-------- GIVEN TEXT

The Myers’ collection only continued to grow, as they acquired more and more trees. Soon, they had six greenhouses on their property filled with Japanese maple trees. The business was outgrowing their home property, but luckily, there were 22 acres down the road calling their name. It was there that Davidsan’s Japanese Maples LLC was born.
“Our Japanese friends called David ‘David-san’ so that was perfect for the name of the business,” said Myers. “We were the largest retailer of Japanese maple trees in the country. We had 26 greenhouses full of about 5,000 trees.”
Davidsan’s success and popularity blossomed, as they continued to bring in new Japanese maple trees. They became a staple both in Springfield and across the country.
Then, in 2011, David was diagnosed with cancer. He fought the disease for six and a half years, but unfortunately, passed in 2017. After David’s passing, Myers struggled with what to do with Davidsan’s. A few years later, the perfect idea came to be.
“My partner, Bernie, and I were walking in the rose garden in Washington Park,” said Myers. “I thought it would be so much prettier if there were Japanese maples in the parks. Then, we started brainstorming where else we could plant trees, and it just bloomed from there!”

----------------
-------- DATASET ENTRIES

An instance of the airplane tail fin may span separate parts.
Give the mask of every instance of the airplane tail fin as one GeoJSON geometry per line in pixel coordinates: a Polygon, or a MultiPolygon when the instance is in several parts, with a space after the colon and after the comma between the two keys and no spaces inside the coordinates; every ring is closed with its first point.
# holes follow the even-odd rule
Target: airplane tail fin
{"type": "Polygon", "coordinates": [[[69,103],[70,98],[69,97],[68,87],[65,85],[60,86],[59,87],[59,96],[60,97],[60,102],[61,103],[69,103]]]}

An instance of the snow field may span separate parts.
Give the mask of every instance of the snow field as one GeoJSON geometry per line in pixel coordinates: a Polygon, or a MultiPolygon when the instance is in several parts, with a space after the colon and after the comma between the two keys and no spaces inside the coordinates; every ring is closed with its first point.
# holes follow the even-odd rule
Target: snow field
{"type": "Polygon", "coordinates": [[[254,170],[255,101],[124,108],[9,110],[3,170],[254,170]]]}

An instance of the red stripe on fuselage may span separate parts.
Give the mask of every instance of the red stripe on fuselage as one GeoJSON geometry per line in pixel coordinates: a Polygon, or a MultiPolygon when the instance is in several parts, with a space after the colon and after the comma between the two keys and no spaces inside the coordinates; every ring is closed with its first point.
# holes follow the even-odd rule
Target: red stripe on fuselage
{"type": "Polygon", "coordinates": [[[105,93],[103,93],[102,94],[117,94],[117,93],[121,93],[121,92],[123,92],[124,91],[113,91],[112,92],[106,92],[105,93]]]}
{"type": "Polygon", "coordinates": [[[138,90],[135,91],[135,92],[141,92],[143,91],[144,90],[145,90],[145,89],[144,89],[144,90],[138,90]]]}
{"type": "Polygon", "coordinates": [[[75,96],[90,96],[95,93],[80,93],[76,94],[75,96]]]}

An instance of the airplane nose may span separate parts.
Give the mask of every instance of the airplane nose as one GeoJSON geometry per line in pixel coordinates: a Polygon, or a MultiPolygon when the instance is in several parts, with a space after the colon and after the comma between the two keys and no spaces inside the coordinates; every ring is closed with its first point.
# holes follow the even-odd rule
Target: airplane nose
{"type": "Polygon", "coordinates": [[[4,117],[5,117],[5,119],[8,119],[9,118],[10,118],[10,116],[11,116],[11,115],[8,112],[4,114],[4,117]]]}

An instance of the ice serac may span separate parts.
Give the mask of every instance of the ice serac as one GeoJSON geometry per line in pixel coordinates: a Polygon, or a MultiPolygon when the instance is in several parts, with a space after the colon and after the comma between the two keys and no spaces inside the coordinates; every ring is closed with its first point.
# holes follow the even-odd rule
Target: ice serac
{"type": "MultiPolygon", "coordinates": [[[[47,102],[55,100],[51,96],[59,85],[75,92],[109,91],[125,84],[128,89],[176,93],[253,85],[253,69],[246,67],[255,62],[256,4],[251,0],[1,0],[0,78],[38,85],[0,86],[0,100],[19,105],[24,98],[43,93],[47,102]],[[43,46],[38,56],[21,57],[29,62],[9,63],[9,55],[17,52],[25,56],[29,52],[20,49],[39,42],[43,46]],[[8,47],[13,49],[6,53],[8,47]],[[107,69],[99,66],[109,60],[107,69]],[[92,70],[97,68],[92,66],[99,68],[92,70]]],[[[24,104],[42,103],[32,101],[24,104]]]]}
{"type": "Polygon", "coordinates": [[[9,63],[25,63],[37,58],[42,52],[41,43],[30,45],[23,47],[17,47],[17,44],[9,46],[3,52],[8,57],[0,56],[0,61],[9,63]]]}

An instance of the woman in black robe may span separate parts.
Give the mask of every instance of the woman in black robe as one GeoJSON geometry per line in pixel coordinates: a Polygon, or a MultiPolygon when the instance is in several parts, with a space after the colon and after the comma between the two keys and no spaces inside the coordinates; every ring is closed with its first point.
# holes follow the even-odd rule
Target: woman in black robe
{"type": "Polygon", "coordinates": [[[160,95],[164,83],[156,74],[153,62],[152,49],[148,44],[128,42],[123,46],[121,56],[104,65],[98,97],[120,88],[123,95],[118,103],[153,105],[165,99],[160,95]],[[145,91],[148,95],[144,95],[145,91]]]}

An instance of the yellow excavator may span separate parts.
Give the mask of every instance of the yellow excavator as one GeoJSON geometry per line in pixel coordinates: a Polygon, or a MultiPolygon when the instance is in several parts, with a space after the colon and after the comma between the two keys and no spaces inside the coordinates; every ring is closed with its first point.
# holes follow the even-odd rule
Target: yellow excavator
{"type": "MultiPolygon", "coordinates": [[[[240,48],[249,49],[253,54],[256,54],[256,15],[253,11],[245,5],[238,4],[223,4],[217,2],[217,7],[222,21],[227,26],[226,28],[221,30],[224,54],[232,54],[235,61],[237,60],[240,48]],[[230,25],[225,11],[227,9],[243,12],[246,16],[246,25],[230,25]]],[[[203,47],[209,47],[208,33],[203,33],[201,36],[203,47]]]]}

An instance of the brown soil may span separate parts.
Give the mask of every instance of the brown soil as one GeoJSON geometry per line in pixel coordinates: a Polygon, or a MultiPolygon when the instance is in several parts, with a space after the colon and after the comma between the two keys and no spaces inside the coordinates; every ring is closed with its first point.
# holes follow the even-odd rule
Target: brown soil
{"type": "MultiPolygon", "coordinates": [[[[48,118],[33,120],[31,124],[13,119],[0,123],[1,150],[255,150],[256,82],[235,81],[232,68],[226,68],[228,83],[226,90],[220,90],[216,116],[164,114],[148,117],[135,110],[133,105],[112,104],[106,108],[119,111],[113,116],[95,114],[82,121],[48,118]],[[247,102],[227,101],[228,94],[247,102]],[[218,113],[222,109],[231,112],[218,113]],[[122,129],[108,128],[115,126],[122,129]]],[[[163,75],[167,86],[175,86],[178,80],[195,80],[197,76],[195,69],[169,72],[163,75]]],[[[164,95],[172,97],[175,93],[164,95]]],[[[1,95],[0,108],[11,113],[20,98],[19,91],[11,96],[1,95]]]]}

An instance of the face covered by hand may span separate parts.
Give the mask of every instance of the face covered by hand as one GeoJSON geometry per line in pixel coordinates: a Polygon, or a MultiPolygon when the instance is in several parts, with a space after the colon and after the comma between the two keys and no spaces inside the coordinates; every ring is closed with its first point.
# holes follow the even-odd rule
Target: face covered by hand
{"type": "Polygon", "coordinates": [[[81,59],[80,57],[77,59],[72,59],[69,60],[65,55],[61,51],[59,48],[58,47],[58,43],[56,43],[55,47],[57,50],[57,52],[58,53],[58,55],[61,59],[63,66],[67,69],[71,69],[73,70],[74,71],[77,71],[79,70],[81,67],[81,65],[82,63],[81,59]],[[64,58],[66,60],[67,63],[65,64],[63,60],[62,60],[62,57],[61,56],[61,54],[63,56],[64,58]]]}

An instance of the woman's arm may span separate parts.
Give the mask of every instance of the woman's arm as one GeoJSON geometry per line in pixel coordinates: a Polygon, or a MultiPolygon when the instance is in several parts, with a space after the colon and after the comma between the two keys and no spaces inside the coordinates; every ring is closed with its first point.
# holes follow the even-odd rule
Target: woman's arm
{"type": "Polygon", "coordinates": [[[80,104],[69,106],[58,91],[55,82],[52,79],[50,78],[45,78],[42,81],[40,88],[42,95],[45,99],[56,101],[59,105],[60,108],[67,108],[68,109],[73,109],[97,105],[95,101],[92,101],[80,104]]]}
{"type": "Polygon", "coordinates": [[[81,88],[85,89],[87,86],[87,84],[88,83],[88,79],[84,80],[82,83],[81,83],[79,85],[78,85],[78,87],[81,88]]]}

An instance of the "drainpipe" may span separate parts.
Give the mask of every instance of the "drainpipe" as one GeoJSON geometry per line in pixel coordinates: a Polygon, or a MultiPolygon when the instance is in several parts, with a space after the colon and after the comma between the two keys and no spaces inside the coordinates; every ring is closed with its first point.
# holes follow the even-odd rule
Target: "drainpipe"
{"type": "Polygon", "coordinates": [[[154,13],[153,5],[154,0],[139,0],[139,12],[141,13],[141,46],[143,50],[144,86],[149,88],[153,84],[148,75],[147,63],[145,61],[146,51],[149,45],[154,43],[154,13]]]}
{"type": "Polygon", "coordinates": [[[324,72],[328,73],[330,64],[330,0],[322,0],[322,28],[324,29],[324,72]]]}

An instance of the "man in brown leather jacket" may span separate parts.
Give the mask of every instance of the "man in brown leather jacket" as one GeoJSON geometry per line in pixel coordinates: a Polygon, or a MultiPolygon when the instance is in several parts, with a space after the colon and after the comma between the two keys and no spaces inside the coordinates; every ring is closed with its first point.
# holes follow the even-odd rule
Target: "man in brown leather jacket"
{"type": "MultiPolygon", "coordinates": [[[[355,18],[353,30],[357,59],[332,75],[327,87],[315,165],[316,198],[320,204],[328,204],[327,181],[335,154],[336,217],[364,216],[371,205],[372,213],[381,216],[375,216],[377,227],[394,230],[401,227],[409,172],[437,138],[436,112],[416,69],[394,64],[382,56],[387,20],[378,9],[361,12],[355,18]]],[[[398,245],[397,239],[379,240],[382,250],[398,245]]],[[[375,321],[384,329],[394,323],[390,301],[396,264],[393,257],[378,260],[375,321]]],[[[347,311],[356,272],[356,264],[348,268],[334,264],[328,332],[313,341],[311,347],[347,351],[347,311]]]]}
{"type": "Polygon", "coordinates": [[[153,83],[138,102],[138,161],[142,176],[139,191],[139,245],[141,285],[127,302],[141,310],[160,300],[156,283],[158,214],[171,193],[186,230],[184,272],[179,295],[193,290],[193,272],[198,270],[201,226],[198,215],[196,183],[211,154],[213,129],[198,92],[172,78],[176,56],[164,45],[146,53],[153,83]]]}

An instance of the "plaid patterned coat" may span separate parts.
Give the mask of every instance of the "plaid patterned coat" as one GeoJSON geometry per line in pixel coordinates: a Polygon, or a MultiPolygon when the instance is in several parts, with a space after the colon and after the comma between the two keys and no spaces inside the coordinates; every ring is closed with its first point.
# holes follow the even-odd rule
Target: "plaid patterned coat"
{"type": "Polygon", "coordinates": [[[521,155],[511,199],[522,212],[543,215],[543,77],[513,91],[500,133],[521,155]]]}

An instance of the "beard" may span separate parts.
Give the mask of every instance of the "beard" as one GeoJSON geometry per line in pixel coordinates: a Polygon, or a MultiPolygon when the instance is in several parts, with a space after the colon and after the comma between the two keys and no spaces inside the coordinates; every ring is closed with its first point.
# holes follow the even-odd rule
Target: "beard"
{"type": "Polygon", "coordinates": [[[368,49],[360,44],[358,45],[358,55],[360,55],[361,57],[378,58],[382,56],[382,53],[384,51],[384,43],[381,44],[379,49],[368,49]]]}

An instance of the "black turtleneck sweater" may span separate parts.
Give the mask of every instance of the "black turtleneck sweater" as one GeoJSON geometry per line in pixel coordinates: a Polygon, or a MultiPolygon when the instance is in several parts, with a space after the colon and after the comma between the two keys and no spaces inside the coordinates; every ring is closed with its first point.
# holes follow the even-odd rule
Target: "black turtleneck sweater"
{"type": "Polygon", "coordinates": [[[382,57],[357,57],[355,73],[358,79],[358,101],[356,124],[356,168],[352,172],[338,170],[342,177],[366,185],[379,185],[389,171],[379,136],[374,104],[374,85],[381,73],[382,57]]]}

----------------

**BRIEF 1:** In the Davidsan's story, how many greenhouses and roughly how many trees did the business have?
**BRIEF 2:** Extend the Davidsan's story, picking up after its last paragraph.

**TASK OUTPUT 1:** 26 greenhouses full of about 5,000 trees.

**TASK OUTPUT 2:**
Myers first gifted trees to the University of Illinois Springfield (UIS), where she had taken her first Japanese classes with her daughter. Today, there are several hundred Japanese maples planted on the UIS campus, including a path modeled after the Philosopher’s Path in Kyoto. This path reflects the symbolic pathway that all individuals travel in life and education.
In addition to UIS, Myers has also gifted trees to park districts, Lincoln Land Community College, and to her alma mater, Illinois State.
“We’ve gifted trees to three different entities at ISU: the Ewing Cultural Center, Fell Arboretum, and the Horticulture Center,” said Myers. “I am thrilled to have my trees at Illinois State where I graduated. It’ll be almost a legacy to have for me there.”
Many of the Japanese maples at the Ewing Cultural Center are located within the Japanese garden. This garden, built-in 1982, commemorates the 20th anniversary of friendship between Bloomington-Normal and their Japanese sister city of Asahikawa.
“When Hazle Buck Ewing left this property to the ISU Foundation in her will, she said she wanted it to be used for international and cultural understanding,” said Toni Tucker, director of Ewing Cultural Center. “These trees and sculptures enhance the Japanese garden and help support her wishes for the property.”
In addition to the Japanese maple trees, Myers has also gifted granite sculptures to many of these locations, including ISU.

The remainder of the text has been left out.